**Material shown:**
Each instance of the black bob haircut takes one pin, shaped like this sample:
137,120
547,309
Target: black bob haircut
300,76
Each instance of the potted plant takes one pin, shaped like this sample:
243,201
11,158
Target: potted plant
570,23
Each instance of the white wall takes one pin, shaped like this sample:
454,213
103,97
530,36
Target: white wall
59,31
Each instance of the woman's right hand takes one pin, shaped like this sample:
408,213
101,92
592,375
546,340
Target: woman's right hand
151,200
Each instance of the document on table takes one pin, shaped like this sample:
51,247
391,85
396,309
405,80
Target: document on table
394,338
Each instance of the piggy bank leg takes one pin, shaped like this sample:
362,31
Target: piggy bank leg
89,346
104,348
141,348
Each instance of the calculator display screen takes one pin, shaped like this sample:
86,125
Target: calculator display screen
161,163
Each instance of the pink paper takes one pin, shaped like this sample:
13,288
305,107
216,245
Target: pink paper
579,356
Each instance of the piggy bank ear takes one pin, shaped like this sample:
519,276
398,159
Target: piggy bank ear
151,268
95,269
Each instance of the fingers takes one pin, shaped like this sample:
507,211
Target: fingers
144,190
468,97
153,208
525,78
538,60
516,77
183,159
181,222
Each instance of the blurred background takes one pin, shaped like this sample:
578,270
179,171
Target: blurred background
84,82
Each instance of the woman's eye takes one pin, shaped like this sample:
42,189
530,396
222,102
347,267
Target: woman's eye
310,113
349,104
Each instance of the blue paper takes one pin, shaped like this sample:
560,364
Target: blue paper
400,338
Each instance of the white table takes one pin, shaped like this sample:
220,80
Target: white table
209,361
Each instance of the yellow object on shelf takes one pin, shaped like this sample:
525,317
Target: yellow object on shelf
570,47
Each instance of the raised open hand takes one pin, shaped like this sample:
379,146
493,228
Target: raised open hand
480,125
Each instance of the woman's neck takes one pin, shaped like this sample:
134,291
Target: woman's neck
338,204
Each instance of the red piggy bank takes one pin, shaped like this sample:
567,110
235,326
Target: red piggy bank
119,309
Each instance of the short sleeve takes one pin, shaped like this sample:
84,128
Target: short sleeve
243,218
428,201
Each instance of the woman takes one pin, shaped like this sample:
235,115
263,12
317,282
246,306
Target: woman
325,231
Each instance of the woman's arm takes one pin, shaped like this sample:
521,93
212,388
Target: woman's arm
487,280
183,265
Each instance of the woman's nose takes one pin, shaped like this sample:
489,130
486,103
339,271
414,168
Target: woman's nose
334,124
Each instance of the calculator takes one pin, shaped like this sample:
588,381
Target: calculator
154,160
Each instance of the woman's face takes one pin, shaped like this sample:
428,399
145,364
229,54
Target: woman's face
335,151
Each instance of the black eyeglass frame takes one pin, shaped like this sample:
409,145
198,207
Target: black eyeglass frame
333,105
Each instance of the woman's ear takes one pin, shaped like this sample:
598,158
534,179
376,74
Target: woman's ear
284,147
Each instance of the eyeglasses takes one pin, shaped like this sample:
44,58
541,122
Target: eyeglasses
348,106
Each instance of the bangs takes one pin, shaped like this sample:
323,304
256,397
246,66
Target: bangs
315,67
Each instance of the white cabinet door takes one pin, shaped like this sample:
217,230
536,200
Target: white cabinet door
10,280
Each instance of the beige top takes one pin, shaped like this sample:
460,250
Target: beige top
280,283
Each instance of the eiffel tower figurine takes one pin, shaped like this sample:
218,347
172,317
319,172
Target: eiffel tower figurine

**Directions for this task:**
Add 131 to each number in the answer pin coordinates in the stretch from the line that contains "Each instance of the woman's ear" through the last line, keeping the sample points unchanged. Write out every line of that stretch again, with the request lines included.

**Written solution:**
Each instance of the woman's ear takes one pin, shaped like this sample:
598,158
534,179
376,74
Target: woman's ear
415,278
Each instance of the eyeglasses takes one pin, shaped like this sample:
44,58
541,122
Target: eyeglasses
479,237
Each instance of the bangs takes one pin, shaped like this sample:
323,304
256,397
246,66
Target: bangs
446,198
Each instance of the white cabinet door takes one pin, shaped like this sample:
217,230
536,200
Target: white cabinet door
141,411
Each instance of the beige top takes one pin, shaped like this sample:
460,250
Target: beige top
411,414
Each instance of the eiffel tower figurine takes one pin, shaped like this sample:
218,347
172,317
319,172
Target: eiffel tower figurine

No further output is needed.